## Page excerpt
# Questions about "aux" option



## CJ ASLAN (Sep 13, 2014)

Hey so I have a quick question...

Since I have selected the "no" option for auxilary or spotify crap, does that filter me out when people request rides? 

Do they have an option to select "aux or no aux" and does that exclude me from that request, if they select "aux" ?

thank you for any feedback


----------



## kalaks98 (Dec 4, 2014)

at the current rates, pax can kiss my ass...no music at the current rates!!


----------



## CJ ASLAN (Sep 13, 2014)

kalaks98 said:


> at the current rates, pax can kiss my ass...no music at the current rates!!


Well I'm on the same boat, hence why I denied it. I control the ****en music. It's my damn car. I can take a "suggestion" but that's about it...the other day, I had this couple in the back playing music through there phone, of course with no aux for them...kiss my ass


----------



## kalaks98 (Dec 4, 2014)

CJ ASLAN said:


> Well I'm on the same boat, hence why I denied it. I control the ****en music. It's my damn car. I can take a "suggestion" but that's about it...the other day, I had this couple in the back playing music through there phone, of course with no aux for them...kiss my ass


 screw them, many ask if I have an aux cord to conect.....I always tell them them I forgot it in my other Uber car......They will listen to what i listen from now on....**** their shitty ass music!!! no more


----------



## Actionjax (Oct 6, 2014)

## Recorded information
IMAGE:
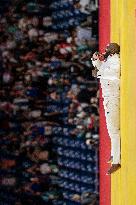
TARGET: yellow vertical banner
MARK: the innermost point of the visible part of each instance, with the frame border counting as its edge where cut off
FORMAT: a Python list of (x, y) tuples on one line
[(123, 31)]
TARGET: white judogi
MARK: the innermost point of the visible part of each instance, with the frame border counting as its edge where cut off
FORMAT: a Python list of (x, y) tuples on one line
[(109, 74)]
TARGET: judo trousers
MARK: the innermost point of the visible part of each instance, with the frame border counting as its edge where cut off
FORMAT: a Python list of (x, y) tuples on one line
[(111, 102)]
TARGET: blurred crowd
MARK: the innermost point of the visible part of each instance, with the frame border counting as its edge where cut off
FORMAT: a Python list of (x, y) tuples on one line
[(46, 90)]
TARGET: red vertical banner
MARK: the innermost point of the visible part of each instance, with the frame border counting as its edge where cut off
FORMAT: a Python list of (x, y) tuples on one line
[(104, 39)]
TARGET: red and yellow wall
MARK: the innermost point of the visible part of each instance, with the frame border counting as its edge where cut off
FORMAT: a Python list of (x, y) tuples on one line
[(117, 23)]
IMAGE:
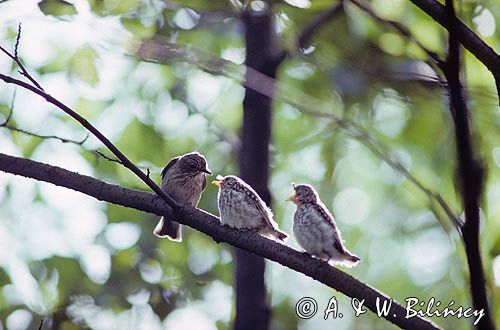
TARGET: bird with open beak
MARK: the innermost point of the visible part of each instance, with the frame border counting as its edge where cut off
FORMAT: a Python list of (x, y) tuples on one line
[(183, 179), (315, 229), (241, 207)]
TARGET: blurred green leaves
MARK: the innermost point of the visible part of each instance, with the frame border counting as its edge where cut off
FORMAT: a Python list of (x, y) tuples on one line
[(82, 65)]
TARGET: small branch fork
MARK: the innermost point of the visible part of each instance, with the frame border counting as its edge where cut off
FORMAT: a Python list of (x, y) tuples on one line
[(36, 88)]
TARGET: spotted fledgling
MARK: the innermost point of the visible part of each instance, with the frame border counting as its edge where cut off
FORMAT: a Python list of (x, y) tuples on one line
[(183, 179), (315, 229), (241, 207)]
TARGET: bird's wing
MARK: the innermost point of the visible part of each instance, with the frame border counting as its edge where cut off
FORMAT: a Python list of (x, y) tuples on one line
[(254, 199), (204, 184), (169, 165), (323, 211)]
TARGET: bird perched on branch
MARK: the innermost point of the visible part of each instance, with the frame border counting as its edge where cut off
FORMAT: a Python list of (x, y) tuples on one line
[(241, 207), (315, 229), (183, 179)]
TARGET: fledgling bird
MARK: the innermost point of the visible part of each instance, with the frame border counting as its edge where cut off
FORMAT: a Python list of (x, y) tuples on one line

## To be done
(1) Reproduce the passage of the aux-option forum thread starting at "screw them, many" and ending at "(Oct 6, 2014)".
(2) Carry on the forum thread about the aux option from the point where it stops.

## Final answers
(1)
screw them, many ask if I have an aux cord to conect.....I always tell them them I forgot it in my other Uber car......They will listen to what i listen from now on....**** their shitty ass music!!! no more


----------



## Actionjax (Oct 6, 2014)

(2)
CJ ASLAN said:


> Hey so I have a quick question...
> 
> Since I have selected the "no" option for auxilary or spotify crap, does that filter me out when people request rides?
> 
> ...


Currently the rider has no option to request a Spotify enabled car. They just request any car that's close.

Now mind you now I find most rides the user has the music note beside their name and I do offer it in the car. And the number of request for rides for me are up and in places where I see there was a closer car.

This could be just coincidence or Uber took to heart that they were not getting Spotify enabled cars when they requested a car. So they could be matching Spotify users to drivers who are enabled first before a non Spotify driver.

Haven't done lot of testing on this theory yet but I have done enabled and not enabled and see when enabled I get more pings now and most if not all have music notes on their names. Quick verification from the rider they all confirm they have signed up for the Spotify service.

Now on that note here are things I have noticed.

1) No one wants to be bother using it. Even if they have it.
2) Most don't pay for the premium service so it shows up but won't work
3) Could be just my area that is doing this. Not sure as I haven't seen feedback from others.


----------



## CJ ASLAN (Sep 13, 2014)

Actionjax said:


> Haven't done lot of testing on this theory yet but I have done enabled and not enabled and see when enabled I get more pings now and most if not all have music notes on their names. Quick verification from the rider they all confirm they have signed up for the Spotify service.


See that's what I'm talking about. I don't want to be in the "excluded" list of drivers to match up with the rider because I don't provide Spotify. I mean, since all that matters to Uber is customers and not the drivers, I wouldn't doubt that that's how they have it setup. Could you imagine all the "I want my money back!! The driver did not have Spotify as I have requested and noted in my account...this is misleading!!" Right? Or am I just paranoid..hah


----------



## Actionjax (Oct 6, 2014)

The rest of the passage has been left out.